→ REQUEST A
Copy out the passage of the earnings call transcript from "My first question" up to and including "be very helpful.".
→ REQUEST B
In the earnings call transcript, how large was the credit line closed with the BNDES in August 2025, and for how many years?
--- start of EXTRACT TO READ ---
My first question -- I have 2 questions from my side. The first is about sales, which is very -- the fourth quarter is very important for you. How do you feel about this demand in the stores, these units. We've seen that several segments since June of this year. I'm just trying to understand if you have observed if this demand continues resilient for you? And the second question is about the retrofit of the stores. If you can give us a little more color on how many retrofits were done in the quarter and how we can expect for this both in the fourth quarter as well as in 2026? And if you've been able to see results of these retrofits in terms of the cleanliness and better flow in the stores? And if you can give us that information, it would be very helpful.

Magali de Moura Leite

executive
#7

Kelvin, thank you for your questions. This is Magali. We're -- we have a fourth quarter, which is going very much in line with what we planned. We had in October, which was very good with the results, and we have a positive perspective in the fourth quarter. As far as our retrofit project, as you've seen in August of 2025, we were able to close with the BNDES a line of BRL 100 million for 6 years at a good interest rate. And here, obviously, everything -- including everything that we've already retrofitted, we're going to be adding to that line, and we also have done, on average, 15 units per region in the retrofit. We had an improvement of 12 percentage points in the NPS when we compare with the same period of the previous year. And with several improvements in our stores, in our app as well that this line also helps to offer both the updating of our stores with these reforms as well as the concept of CapEx, as you must have seen, which is natural as we were needing to do an updating of our park beyond the project of the coolers.
--- end of EXTRACT TO READ ---
--- start of SOURCE EXCERPT ---
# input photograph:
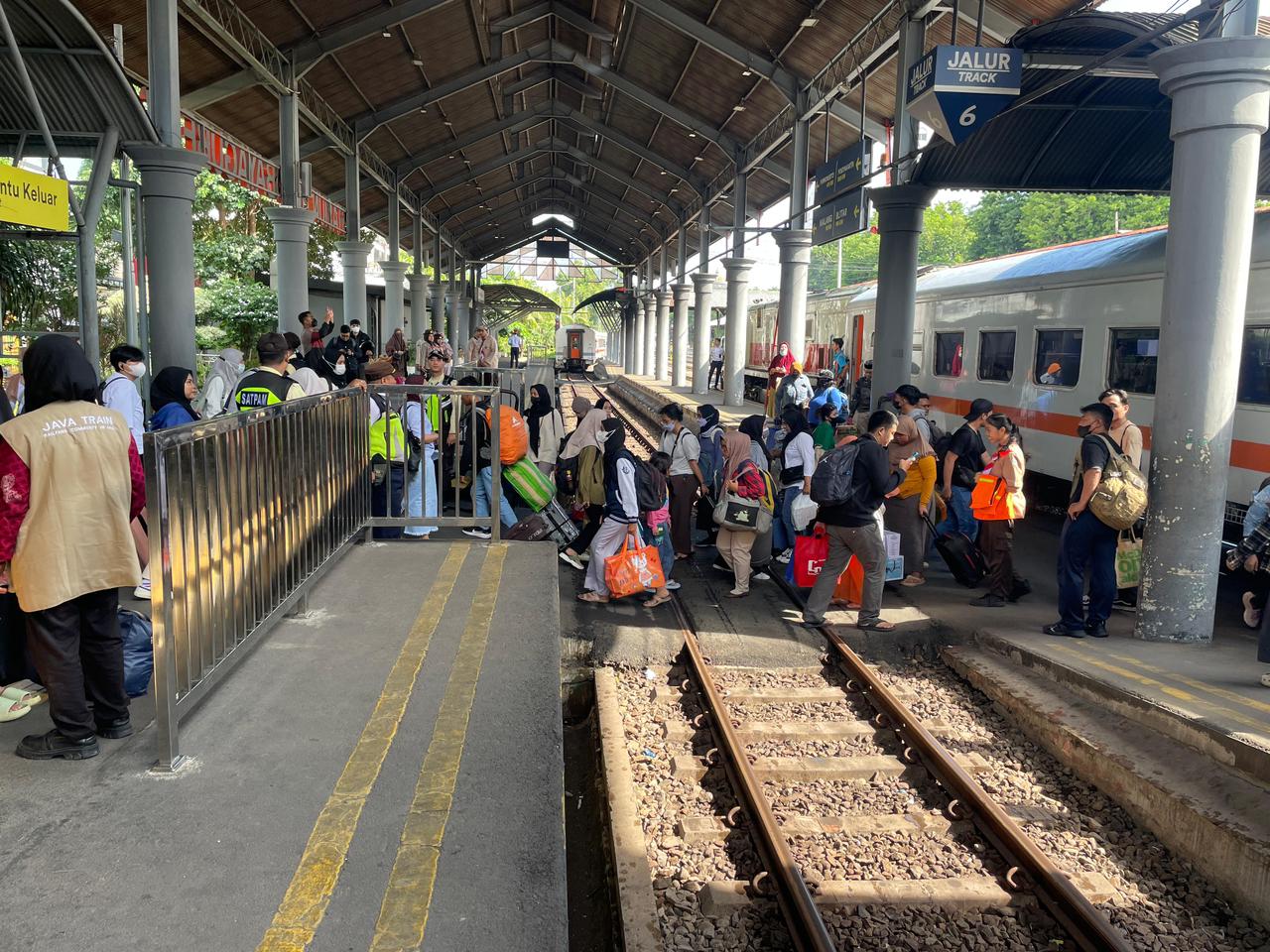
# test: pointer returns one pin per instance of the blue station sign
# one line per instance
(956, 89)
--- end of SOURCE EXCERPT ---
→ CORRECT RESULT A
My first question -- I have 2 questions from my side. The first is about sales, which is very -- the fourth quarter is very important for you. How do you feel about this demand in the stores, these units. We've seen that several segments since June of this year. I'm just trying to understand if you have observed if this demand continues resilient for you? And the second question is about the retrofit of the stores. If you can give us a little more color on how many retrofits were done in the quarter and how we can expect for this both in the fourth quarter as well as in 2026? And if you've been able to see results of these retrofits in terms of the cleanliness and better flow in the stores? And if you can give us that information, it would be very helpful.

→ CORRECT RESULT B
BRL 100 million, for 6 years.